§ **課題**: 「Find the bush;」を含む行から「Give the mask of every instance of the bush.」を含む行までを、「bush」を「shrub」に置き換えて書き直しなさい。それ以外の部分は変えないこと。

§ **対象の行**:

______

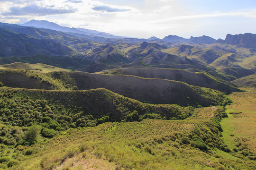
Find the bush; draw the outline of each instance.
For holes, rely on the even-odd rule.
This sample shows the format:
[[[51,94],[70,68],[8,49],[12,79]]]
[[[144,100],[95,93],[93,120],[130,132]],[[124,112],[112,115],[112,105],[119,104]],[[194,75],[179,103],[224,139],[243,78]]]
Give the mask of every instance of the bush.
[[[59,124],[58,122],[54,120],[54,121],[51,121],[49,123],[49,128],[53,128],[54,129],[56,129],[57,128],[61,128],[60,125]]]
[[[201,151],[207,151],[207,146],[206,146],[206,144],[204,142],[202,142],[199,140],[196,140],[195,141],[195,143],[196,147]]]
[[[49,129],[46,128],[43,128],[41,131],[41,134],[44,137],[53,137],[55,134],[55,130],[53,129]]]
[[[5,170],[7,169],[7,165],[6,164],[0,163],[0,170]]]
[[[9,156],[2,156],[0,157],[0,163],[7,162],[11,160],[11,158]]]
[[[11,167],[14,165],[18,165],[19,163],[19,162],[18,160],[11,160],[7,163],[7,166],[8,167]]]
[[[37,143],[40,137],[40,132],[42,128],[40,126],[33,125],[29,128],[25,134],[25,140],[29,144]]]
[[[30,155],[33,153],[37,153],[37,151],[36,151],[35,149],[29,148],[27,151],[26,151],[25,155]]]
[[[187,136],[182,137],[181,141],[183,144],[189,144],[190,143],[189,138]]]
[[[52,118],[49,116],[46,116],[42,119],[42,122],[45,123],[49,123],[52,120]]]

______

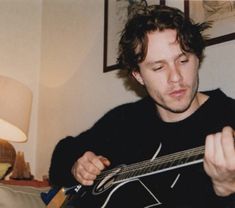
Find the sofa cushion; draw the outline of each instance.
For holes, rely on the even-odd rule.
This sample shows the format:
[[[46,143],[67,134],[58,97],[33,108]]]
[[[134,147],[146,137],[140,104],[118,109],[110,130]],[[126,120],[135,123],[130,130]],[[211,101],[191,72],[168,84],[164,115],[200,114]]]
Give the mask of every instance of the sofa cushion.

______

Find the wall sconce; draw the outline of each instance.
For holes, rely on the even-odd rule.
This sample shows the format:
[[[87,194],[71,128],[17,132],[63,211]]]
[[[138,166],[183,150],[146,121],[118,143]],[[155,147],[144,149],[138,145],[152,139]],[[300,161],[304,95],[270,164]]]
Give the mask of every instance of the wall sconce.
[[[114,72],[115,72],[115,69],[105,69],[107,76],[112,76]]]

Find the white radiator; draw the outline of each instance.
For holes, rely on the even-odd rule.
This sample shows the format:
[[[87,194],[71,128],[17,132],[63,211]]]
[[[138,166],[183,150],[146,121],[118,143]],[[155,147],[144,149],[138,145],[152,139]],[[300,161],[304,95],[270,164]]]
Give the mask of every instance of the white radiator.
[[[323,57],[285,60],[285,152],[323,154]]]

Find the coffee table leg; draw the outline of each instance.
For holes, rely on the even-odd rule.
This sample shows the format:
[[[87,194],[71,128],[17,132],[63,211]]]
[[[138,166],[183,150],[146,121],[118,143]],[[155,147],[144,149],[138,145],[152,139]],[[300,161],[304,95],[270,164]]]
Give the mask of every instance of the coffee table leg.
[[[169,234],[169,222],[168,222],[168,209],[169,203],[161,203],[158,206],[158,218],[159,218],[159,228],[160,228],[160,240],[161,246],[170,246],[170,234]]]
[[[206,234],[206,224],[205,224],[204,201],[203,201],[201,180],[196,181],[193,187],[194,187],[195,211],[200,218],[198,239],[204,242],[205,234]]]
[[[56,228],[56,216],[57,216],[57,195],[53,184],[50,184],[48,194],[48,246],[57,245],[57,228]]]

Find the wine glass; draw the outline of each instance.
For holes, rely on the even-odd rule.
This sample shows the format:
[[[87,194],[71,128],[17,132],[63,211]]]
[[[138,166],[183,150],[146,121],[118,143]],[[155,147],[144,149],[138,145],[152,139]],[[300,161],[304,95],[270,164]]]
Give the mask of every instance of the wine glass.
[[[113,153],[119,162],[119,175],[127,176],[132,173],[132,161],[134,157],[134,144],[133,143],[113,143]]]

______

§ **解答**:
Find the shrub; draw the outline of each instance.
For holes, rely on the even-odd rule.
This sample shows the format:
[[[51,94],[70,68],[8,49],[12,79]]]
[[[144,100],[95,93],[93,120],[130,132]],[[124,112],[112,115],[112,105],[119,104]],[[194,75],[179,103],[224,139],[243,78]]]
Give the mask of every instance of the shrub.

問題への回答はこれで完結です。